§ **GIVEN REQUEST**
Please edit the lines below, from the line containing "Drop one marker on each instance of the flower spike" through the last line, inclusive, changing "Drop one marker" to "Place one pin" and leaving everything else as it is. Return only those lines.

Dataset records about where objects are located
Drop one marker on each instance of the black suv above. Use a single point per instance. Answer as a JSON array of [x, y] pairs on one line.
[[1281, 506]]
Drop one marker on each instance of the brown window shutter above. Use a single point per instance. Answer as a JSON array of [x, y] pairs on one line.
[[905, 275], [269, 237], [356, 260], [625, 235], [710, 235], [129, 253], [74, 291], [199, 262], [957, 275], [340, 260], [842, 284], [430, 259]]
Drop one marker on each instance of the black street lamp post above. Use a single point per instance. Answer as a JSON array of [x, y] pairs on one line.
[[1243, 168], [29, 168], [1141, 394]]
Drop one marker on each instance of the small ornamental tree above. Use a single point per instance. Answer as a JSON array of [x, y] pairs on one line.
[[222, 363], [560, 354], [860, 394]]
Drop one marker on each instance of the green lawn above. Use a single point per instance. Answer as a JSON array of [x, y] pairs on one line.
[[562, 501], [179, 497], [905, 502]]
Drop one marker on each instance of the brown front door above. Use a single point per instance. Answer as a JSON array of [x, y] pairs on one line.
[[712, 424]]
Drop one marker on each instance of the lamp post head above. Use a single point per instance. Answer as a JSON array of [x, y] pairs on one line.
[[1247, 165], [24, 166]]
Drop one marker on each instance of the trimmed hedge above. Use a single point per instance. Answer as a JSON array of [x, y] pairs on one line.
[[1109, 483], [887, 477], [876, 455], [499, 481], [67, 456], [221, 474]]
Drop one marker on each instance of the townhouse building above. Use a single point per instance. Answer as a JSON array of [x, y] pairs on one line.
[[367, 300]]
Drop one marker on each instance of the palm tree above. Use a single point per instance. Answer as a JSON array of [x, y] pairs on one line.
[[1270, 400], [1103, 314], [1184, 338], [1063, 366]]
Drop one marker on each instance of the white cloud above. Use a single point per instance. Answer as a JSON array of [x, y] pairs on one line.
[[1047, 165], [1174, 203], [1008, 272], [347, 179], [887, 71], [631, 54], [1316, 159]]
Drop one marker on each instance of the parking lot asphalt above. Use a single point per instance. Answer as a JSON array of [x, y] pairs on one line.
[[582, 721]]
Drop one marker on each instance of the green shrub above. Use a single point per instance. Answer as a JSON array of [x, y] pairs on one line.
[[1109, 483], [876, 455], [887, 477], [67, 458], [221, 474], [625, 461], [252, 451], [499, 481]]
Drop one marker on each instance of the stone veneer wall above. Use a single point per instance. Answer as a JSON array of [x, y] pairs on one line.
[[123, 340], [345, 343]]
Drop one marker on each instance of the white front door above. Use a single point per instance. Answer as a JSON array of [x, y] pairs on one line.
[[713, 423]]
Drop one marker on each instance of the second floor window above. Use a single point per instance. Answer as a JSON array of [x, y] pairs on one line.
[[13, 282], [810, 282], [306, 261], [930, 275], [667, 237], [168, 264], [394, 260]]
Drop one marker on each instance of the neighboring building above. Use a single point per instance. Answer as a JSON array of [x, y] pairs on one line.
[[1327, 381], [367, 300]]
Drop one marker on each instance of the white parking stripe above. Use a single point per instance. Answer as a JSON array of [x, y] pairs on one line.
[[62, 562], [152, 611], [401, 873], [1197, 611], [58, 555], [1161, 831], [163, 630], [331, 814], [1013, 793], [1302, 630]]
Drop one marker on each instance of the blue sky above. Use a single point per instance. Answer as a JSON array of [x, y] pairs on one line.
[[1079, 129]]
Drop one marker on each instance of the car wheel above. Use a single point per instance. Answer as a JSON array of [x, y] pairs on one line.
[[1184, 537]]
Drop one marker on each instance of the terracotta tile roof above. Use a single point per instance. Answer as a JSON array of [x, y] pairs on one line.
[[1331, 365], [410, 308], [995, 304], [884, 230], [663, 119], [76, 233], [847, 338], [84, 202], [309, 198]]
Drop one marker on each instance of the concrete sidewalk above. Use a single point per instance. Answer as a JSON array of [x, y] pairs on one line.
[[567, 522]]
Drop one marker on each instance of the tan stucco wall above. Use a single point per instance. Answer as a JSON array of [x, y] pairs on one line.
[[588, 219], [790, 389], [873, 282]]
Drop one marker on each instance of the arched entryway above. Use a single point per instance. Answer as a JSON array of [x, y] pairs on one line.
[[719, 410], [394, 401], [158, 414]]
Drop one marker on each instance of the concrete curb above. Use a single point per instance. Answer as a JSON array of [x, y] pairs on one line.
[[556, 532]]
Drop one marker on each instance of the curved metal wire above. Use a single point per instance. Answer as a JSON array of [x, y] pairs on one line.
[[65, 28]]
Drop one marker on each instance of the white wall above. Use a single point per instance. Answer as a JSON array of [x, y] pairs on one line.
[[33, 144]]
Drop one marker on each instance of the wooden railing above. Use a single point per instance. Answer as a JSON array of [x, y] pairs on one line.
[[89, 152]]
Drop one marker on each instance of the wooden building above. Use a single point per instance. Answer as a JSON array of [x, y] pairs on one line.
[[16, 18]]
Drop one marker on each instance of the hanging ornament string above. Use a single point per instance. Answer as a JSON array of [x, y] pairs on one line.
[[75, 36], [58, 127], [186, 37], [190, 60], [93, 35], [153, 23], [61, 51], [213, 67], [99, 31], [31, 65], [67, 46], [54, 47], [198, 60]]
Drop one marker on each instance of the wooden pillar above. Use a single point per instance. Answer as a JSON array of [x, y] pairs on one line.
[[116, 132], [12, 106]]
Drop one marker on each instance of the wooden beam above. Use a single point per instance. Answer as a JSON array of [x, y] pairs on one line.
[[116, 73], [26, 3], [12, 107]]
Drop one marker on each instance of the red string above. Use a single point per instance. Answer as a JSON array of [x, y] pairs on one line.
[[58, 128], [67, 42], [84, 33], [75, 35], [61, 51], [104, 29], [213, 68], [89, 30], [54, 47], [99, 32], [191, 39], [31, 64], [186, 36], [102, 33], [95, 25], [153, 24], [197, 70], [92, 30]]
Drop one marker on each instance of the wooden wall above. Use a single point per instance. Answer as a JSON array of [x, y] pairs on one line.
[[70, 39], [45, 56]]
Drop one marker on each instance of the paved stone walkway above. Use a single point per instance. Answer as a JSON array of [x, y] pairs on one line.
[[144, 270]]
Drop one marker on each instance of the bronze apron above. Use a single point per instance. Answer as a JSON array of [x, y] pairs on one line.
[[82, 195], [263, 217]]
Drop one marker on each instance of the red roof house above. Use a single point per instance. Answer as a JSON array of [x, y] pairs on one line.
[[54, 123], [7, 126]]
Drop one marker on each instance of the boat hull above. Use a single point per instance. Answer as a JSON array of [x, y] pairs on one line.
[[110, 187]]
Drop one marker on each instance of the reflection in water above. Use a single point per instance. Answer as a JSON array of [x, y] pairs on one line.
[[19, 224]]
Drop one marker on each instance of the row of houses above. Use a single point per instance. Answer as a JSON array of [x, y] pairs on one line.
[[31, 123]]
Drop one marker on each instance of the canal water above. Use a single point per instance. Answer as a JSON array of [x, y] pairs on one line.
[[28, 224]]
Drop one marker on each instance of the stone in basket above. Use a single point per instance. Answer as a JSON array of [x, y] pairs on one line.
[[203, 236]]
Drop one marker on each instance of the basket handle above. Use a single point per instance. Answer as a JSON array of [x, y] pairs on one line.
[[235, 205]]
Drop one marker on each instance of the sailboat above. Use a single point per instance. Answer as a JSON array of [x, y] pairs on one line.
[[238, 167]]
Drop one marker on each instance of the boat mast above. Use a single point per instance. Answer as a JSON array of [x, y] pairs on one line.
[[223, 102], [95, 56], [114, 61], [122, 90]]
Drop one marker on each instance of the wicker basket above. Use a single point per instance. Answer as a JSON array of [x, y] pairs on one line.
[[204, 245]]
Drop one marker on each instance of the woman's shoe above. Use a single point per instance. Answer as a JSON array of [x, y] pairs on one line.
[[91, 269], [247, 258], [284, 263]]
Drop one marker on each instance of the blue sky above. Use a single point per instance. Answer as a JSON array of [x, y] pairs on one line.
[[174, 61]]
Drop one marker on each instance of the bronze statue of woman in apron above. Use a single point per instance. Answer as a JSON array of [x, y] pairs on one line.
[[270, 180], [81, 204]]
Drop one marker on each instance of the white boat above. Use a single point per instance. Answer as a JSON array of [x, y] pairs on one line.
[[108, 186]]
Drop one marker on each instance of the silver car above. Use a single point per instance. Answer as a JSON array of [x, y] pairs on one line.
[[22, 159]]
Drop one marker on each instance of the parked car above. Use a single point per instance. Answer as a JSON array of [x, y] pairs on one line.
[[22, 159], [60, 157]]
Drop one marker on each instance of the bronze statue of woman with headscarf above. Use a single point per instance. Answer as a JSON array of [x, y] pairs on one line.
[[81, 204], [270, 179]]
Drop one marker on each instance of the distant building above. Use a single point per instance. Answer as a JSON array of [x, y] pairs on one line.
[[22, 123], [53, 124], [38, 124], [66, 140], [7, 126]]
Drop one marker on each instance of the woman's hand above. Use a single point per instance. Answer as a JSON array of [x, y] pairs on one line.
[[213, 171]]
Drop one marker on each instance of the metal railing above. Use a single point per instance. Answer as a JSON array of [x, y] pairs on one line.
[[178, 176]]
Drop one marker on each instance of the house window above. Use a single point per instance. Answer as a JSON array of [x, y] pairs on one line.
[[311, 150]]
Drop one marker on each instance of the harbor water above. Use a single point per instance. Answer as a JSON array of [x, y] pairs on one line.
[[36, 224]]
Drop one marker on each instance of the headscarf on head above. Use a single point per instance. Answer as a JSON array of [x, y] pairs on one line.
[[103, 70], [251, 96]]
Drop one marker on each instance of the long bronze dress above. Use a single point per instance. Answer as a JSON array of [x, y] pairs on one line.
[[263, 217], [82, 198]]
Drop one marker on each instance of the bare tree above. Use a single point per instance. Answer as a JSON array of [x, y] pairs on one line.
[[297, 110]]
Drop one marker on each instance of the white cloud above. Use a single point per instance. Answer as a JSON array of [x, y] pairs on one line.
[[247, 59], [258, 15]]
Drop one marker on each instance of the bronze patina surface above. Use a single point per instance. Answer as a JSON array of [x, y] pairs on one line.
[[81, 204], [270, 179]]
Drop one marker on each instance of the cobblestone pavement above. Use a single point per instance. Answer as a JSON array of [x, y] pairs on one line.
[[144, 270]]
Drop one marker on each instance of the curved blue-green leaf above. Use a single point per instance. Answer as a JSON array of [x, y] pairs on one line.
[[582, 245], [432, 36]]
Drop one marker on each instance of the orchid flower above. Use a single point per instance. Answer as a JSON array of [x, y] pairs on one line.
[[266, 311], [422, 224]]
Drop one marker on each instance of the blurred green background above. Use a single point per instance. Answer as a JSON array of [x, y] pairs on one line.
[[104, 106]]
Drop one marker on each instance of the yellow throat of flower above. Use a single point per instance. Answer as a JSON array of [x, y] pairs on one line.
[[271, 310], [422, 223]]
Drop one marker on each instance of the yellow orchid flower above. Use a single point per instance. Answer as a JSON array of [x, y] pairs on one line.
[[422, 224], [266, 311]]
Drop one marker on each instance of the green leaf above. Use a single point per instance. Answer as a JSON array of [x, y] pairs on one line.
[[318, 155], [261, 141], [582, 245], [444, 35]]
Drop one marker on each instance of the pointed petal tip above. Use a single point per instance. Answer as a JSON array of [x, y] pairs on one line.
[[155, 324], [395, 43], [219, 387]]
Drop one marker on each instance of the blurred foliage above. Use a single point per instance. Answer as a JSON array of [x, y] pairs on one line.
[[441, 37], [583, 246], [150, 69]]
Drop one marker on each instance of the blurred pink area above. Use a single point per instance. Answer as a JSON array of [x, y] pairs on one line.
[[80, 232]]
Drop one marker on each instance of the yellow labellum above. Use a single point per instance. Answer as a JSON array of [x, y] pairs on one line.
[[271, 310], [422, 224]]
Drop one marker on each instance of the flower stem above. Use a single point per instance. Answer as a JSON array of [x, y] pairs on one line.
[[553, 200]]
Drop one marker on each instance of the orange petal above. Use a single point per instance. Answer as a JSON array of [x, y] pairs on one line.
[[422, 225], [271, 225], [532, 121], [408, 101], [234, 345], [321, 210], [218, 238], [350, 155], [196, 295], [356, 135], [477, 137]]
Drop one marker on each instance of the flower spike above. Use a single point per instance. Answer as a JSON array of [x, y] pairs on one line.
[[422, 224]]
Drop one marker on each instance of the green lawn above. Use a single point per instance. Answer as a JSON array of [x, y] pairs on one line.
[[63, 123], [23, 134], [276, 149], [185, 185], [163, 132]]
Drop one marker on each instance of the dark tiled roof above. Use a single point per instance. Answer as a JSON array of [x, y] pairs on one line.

§ **ANSWER BELOW**
Place one pin on each instance of the flower spike above. Use a single point per instance. Answer as a JSON array of [x, y] pairs on one line.
[[422, 224]]
Place one pin on each instance of the green lawn above. Use a single point per instance. Answer as a JSON array of [x, y] pairs on one line.
[[63, 123], [23, 134], [276, 149], [185, 185], [163, 132]]
Place one pin on each instance of the dark tiled roof above. Use a single point per instance. Answer as a JSON array of [x, y] pairs on one line.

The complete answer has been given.